> **Exercise description**
Answer with a bare number: the count of lines in the records below that have the word "array".

> **The data**
Content starts

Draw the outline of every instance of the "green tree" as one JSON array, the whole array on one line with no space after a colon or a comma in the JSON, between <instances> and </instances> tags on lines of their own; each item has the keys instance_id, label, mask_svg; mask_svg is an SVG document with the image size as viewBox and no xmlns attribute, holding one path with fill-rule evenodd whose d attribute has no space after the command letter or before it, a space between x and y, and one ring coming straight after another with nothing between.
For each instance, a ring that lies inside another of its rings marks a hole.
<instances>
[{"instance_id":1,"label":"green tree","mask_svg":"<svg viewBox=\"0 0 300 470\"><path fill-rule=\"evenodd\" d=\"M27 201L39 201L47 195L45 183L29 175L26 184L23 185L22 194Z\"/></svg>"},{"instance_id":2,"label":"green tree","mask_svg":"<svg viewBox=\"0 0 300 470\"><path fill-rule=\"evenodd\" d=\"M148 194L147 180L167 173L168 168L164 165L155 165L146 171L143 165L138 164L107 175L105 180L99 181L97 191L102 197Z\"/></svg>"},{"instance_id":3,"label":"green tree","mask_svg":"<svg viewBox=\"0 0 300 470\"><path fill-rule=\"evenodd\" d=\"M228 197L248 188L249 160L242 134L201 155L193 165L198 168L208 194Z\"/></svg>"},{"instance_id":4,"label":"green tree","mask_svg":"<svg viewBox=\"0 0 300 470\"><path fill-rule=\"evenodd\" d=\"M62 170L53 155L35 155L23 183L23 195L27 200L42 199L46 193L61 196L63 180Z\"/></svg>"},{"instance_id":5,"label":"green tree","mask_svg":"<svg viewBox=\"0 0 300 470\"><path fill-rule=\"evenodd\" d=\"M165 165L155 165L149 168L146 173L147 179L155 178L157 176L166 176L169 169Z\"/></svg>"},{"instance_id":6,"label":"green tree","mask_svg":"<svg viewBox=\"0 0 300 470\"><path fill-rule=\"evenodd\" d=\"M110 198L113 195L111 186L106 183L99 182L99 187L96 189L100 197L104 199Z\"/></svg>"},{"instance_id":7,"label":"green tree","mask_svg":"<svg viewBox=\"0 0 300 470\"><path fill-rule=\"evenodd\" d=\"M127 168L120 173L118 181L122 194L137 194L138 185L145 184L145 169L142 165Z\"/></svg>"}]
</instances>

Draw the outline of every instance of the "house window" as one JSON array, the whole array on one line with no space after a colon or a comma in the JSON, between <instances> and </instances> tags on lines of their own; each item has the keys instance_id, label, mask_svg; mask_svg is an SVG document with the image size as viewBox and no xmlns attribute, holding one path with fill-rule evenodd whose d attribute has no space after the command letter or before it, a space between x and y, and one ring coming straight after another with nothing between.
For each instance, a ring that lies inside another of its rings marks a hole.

Content ends

> **Output below**
2